PROVIDED INFORMATION ::
[Start of Attachment]

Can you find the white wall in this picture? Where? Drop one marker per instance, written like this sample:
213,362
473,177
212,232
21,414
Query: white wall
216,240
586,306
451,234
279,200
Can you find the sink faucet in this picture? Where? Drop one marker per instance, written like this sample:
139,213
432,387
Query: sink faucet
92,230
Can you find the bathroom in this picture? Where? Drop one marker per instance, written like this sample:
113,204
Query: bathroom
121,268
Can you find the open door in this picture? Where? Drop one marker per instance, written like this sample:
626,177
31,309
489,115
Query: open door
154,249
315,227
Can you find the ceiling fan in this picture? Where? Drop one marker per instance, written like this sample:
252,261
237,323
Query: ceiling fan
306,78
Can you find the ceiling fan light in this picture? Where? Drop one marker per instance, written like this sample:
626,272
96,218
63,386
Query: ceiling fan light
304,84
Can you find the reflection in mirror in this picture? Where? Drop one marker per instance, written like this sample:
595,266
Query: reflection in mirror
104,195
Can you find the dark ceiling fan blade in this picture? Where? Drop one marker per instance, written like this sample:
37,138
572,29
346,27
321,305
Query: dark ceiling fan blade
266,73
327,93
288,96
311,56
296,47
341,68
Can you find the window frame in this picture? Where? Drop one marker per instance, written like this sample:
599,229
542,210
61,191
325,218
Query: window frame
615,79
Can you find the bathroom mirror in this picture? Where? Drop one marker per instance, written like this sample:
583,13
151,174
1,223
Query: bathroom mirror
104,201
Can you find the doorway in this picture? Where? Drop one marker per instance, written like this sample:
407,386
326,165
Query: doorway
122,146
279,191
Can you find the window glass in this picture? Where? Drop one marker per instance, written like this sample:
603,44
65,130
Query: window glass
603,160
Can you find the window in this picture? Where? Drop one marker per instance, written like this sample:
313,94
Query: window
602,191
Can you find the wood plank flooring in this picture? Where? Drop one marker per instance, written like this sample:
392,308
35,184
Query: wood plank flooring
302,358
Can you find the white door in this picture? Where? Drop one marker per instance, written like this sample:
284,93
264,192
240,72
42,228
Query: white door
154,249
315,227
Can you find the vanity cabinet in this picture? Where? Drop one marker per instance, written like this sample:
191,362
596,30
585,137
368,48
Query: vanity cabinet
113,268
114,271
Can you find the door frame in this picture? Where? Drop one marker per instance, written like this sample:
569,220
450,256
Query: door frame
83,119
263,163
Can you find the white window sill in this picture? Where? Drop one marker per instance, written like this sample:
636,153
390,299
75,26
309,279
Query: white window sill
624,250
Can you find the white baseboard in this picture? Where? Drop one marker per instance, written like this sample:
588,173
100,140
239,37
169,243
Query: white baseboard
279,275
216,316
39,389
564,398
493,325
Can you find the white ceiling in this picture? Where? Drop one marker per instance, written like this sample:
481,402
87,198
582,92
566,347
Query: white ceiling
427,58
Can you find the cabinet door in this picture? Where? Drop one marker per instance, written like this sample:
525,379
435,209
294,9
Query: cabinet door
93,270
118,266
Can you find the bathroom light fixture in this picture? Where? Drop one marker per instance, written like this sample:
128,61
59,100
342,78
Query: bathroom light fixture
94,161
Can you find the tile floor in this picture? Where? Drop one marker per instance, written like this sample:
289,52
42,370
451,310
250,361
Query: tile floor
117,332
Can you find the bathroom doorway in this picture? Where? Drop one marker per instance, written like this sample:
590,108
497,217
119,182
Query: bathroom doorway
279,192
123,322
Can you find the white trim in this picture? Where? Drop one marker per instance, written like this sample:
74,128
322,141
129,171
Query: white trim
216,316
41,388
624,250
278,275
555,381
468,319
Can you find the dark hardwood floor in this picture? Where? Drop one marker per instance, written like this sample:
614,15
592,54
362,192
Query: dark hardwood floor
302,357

[End of Attachment]
[Start of Attachment]

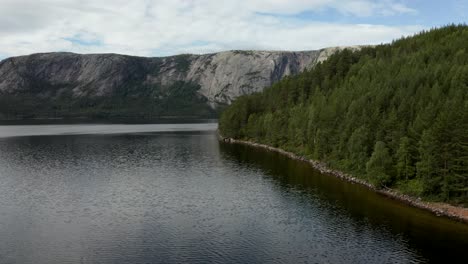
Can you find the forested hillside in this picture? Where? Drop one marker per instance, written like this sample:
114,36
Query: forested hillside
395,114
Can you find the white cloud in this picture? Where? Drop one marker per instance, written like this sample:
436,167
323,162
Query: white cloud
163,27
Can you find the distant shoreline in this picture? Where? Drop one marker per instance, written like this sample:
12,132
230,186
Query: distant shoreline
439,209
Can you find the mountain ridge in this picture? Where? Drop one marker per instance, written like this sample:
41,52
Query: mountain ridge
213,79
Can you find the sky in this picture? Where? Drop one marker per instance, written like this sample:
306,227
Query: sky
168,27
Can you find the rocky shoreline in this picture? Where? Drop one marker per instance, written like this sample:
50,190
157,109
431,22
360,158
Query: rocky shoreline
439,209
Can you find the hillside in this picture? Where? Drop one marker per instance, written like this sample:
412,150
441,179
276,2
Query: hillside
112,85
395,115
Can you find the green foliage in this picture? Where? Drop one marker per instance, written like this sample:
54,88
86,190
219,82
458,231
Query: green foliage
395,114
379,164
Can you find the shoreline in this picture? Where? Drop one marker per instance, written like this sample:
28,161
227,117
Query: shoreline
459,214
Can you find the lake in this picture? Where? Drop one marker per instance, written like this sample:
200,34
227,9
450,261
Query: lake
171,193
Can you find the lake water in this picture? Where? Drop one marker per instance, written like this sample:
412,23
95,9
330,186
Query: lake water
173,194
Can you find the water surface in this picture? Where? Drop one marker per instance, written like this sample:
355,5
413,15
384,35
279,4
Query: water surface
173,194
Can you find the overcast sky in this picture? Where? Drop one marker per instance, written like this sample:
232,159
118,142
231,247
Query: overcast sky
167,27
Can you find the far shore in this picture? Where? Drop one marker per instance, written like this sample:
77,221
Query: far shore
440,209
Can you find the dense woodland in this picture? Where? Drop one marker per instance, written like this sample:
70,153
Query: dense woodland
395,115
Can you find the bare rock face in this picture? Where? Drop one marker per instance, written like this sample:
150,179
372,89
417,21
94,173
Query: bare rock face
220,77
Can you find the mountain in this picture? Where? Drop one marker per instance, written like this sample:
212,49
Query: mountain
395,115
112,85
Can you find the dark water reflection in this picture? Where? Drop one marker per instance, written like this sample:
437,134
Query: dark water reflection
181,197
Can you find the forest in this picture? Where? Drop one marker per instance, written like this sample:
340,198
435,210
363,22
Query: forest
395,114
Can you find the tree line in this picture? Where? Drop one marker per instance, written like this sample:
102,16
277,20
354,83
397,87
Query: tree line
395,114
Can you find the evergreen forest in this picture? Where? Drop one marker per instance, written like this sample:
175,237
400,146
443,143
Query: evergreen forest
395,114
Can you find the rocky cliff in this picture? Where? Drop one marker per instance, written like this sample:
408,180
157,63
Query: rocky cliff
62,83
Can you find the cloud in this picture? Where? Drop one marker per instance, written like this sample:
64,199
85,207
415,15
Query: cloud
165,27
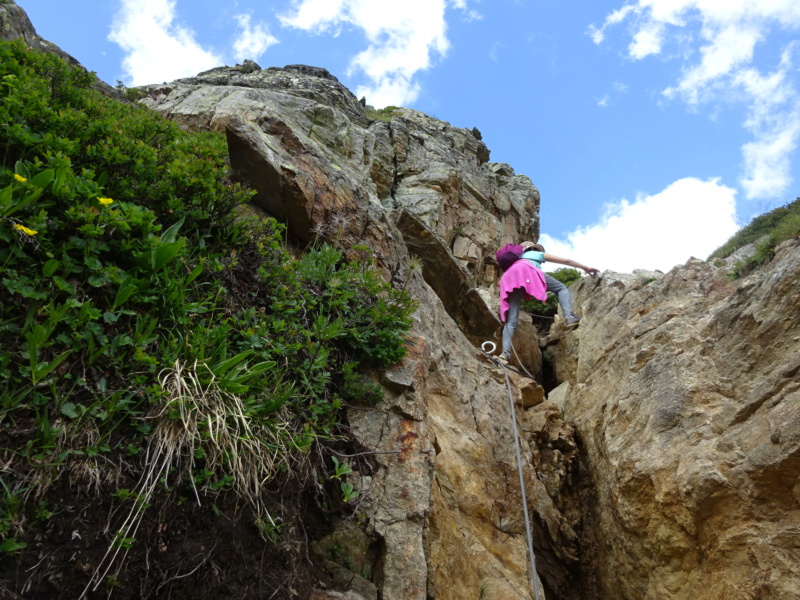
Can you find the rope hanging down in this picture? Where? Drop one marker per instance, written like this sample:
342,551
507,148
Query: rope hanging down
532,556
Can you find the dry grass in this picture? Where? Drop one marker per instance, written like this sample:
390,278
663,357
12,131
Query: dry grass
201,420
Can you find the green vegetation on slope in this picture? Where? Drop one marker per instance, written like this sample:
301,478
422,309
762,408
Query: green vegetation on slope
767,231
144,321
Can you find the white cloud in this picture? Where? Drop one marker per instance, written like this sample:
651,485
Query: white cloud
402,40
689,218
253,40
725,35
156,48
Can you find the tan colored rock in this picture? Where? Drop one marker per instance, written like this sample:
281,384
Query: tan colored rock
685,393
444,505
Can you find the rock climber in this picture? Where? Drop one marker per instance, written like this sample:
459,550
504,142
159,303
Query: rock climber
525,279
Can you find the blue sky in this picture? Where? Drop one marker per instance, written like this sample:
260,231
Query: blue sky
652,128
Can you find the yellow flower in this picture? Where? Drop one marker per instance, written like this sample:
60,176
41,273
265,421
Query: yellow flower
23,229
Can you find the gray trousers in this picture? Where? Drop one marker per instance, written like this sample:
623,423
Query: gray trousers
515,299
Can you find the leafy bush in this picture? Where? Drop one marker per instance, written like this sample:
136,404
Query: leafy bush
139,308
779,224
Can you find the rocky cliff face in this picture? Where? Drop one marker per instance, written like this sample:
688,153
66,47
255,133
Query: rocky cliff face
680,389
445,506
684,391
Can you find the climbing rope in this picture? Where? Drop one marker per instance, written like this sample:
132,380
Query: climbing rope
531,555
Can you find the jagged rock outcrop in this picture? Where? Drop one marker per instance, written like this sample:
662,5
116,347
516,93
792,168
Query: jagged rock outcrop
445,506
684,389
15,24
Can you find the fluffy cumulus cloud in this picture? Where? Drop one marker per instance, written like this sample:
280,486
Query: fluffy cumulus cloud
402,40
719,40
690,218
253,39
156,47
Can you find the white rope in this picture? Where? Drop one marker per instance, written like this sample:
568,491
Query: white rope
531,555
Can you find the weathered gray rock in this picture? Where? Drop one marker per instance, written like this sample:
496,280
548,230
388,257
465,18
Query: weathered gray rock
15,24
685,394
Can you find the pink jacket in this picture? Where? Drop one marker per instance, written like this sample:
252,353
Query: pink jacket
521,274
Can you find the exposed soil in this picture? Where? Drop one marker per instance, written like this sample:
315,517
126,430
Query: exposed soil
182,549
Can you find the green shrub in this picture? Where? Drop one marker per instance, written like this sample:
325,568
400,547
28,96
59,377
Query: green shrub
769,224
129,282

[End of Attachment]
[Start of Attachment]

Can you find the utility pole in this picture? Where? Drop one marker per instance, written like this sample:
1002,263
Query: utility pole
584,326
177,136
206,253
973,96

[End of Attachment]

YOUR INSTRUCTIONS ::
Look through the entries above and quote exactly the lines from the line with "Can you find the white wall" to the line with "Can you find the window frame", counting both of those lines.

RESULT ::
Can you find the white wall in this picture? Where? Drop one marker per instance, written like this sample:
213,362
473,177
212,232
21,414
Query: white wall
216,240
586,306
451,234
279,200
Can you find the sink faucet in this picture? Where? Drop one marker per instance, written like this sample:
139,213
432,387
Query: sink faucet
92,230
Can you find the bathroom in this picture? Where? Drop one marker per instance, written like this sample:
113,204
Query: bathroom
121,268
Can you find the open door in this picture? Where? Drop one marker per instance, written like this sample:
626,177
31,309
489,115
Query: open door
154,249
315,227
Can you find the ceiling fan in this picture? Where? Drop one marker per instance, written like this sample:
252,261
237,323
Query: ceiling fan
306,78
Can you find the ceiling fan light in this picture? Where? Drop one marker per instance, written like this sample:
626,272
96,218
63,386
Query: ceiling fan light
304,84
Can you find the reflection in mirror in this picture? Where? Drop one marker per instance, written like this sample:
595,266
Query: reflection in mirror
104,195
Can you find the dark ceiling fan blade in this picture? Where? Drop one marker per instance, written like this sample:
37,138
572,29
346,27
321,305
Query: dark ceiling fan blade
266,73
327,93
288,96
311,56
296,47
341,68
Can you find the window frame in this picture? Where? Drop one marker per instance, written like this sample:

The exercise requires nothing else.